-------- Dataset

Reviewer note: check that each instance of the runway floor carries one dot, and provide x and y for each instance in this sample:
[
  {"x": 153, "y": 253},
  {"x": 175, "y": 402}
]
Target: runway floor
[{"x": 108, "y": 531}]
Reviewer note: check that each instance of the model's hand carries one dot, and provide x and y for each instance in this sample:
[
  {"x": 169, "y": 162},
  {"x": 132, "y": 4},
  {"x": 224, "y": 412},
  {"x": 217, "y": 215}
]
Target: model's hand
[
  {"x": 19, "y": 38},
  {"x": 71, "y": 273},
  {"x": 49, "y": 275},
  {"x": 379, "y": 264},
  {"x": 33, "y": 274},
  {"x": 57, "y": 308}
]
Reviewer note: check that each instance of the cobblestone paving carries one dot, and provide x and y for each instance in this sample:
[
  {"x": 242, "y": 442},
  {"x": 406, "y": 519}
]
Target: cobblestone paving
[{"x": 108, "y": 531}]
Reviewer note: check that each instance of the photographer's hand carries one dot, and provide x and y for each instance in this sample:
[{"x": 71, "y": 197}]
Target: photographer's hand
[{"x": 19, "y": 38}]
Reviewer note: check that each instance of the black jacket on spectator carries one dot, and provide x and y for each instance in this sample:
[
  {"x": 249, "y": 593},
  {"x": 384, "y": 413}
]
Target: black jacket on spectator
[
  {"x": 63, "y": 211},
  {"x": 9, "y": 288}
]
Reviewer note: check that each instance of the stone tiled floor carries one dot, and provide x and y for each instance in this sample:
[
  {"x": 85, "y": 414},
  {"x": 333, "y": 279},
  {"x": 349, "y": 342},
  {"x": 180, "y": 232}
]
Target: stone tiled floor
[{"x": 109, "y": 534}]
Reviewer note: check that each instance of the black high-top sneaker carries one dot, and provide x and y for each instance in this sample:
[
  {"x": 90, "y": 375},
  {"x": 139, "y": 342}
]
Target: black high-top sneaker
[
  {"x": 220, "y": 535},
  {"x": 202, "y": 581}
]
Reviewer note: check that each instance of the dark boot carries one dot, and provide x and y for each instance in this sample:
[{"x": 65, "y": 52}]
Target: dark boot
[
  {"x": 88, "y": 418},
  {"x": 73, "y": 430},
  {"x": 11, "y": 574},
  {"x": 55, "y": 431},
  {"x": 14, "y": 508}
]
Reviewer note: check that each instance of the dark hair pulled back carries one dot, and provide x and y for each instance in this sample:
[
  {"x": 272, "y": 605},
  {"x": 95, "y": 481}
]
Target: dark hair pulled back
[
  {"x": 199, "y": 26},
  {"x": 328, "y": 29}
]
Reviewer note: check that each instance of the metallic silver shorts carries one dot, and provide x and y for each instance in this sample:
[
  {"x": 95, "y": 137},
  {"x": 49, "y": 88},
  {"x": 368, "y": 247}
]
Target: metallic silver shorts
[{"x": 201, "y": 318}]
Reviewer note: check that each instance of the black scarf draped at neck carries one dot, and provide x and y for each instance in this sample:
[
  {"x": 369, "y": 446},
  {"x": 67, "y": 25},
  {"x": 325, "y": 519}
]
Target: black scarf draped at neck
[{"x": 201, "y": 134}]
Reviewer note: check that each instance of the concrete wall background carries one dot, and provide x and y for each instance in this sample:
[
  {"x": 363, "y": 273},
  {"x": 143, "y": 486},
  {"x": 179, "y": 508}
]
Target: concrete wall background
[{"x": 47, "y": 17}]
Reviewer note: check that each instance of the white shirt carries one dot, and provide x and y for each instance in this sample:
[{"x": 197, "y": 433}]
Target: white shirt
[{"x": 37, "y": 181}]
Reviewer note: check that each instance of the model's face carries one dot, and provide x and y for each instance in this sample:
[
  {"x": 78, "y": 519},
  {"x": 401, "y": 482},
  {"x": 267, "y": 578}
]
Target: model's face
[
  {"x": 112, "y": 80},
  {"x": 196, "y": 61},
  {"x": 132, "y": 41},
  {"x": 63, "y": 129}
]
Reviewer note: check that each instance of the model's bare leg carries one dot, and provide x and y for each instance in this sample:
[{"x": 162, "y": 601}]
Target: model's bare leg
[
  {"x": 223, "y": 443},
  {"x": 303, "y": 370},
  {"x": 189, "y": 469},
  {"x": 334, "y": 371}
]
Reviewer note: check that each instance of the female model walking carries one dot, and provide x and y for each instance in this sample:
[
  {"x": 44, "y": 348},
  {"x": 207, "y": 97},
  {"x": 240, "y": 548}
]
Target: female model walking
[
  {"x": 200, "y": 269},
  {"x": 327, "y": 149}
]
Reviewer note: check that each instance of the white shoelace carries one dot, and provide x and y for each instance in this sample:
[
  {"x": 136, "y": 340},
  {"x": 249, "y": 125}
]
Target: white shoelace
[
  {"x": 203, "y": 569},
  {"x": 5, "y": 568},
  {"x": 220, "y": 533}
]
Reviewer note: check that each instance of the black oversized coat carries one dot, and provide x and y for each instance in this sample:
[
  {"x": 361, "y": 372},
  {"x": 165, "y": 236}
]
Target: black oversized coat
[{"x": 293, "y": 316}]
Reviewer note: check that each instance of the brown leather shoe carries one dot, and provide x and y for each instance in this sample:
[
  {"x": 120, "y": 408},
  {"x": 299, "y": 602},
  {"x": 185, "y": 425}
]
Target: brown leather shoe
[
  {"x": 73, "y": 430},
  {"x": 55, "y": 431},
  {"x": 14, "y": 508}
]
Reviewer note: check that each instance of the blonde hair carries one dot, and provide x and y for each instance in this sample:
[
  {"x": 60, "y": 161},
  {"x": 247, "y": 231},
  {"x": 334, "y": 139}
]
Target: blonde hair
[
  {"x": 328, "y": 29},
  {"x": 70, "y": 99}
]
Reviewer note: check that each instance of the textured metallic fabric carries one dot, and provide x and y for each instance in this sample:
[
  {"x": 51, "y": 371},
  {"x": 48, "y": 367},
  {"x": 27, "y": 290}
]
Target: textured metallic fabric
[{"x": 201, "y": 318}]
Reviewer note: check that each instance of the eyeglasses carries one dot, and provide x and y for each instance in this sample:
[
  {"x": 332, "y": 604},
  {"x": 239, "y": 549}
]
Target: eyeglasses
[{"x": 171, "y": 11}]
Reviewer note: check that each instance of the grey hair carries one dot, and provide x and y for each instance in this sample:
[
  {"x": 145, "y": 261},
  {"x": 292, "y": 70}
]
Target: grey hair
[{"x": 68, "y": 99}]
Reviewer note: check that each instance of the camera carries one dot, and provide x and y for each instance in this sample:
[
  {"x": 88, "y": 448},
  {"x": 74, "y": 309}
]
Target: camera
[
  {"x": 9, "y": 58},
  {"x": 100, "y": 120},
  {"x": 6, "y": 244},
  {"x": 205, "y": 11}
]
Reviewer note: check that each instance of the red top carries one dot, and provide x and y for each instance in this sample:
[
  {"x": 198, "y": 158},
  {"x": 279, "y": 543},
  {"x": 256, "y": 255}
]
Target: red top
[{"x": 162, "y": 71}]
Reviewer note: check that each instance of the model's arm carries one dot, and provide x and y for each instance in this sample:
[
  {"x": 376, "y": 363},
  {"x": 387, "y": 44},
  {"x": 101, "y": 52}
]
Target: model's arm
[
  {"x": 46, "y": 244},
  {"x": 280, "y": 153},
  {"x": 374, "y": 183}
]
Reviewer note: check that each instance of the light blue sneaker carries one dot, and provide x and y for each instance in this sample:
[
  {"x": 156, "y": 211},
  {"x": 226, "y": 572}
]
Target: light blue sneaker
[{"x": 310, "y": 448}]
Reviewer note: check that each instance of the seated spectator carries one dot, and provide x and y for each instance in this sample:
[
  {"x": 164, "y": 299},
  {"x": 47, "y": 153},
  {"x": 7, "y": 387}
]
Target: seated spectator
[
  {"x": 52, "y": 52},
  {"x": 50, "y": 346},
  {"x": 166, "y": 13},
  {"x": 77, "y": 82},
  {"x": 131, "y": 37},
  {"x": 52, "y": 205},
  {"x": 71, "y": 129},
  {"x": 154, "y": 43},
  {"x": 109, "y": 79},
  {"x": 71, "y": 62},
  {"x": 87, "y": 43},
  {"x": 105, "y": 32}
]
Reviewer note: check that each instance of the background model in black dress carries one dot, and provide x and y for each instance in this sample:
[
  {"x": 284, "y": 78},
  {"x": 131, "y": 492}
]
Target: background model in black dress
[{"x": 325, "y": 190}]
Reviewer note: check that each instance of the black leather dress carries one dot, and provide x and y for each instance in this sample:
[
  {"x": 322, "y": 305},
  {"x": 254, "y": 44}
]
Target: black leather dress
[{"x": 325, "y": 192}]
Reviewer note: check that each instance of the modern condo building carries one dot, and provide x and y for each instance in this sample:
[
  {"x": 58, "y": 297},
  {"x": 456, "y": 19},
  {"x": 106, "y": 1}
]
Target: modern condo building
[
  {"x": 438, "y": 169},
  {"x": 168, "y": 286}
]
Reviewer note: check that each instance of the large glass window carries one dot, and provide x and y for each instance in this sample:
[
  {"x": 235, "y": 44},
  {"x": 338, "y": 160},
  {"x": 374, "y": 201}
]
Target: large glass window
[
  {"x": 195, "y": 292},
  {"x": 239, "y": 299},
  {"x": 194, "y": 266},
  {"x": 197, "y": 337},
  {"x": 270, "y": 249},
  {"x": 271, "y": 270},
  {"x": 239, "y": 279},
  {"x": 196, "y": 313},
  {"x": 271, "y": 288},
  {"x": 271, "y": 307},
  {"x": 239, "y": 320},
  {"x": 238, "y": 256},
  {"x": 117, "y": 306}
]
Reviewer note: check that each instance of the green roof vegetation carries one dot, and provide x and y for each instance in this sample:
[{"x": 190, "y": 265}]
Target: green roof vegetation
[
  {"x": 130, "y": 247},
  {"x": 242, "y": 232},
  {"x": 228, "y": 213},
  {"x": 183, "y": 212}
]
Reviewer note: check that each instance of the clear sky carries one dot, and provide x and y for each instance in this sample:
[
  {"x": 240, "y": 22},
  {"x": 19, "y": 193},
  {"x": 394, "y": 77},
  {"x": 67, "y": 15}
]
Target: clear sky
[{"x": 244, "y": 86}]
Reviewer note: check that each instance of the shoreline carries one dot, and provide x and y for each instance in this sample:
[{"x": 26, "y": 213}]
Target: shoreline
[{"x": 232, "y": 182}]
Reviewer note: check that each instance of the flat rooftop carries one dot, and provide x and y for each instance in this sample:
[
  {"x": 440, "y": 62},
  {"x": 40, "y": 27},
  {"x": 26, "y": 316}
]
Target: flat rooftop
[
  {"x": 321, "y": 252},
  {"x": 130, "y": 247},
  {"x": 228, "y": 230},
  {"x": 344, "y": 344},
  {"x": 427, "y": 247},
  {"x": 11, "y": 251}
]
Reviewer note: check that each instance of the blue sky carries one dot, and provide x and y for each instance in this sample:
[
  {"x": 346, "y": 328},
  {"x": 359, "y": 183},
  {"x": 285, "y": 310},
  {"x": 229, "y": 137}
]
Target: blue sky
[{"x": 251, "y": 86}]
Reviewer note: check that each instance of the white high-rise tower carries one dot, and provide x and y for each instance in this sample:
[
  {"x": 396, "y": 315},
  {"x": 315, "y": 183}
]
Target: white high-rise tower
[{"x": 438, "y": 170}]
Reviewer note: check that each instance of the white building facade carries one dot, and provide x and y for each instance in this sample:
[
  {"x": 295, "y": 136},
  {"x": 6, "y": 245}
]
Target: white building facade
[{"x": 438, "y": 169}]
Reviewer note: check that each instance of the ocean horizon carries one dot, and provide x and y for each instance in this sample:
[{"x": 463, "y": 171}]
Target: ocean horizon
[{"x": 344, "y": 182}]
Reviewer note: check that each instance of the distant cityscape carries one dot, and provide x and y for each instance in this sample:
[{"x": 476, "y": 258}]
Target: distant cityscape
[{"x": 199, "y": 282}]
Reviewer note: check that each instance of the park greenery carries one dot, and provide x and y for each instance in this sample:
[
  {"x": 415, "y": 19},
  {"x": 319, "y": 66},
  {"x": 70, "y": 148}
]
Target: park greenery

----------------

» Challenge: Your task is to extract the lines running from the one with "Reviewer note: check that each instance of the ocean" to the end of the material, inclusive, copying each exactly and adding nothing.

» The response:
Reviewer note: check that each instance of the ocean horizon carries one dot, and provide x and y for each instance in this sample:
[{"x": 463, "y": 171}]
Target: ocean horizon
[{"x": 344, "y": 182}]
Reviewer note: check that each instance of the distant cityscape carries one dot, and provide x and y for each instance in this sample:
[{"x": 476, "y": 258}]
Target: distant cityscape
[{"x": 199, "y": 282}]
Reviewer note: check that each instance of the park greenery carries one dot, and provide x and y for each instance in this sample:
[
  {"x": 415, "y": 19},
  {"x": 319, "y": 66},
  {"x": 70, "y": 148}
]
Target: park greenery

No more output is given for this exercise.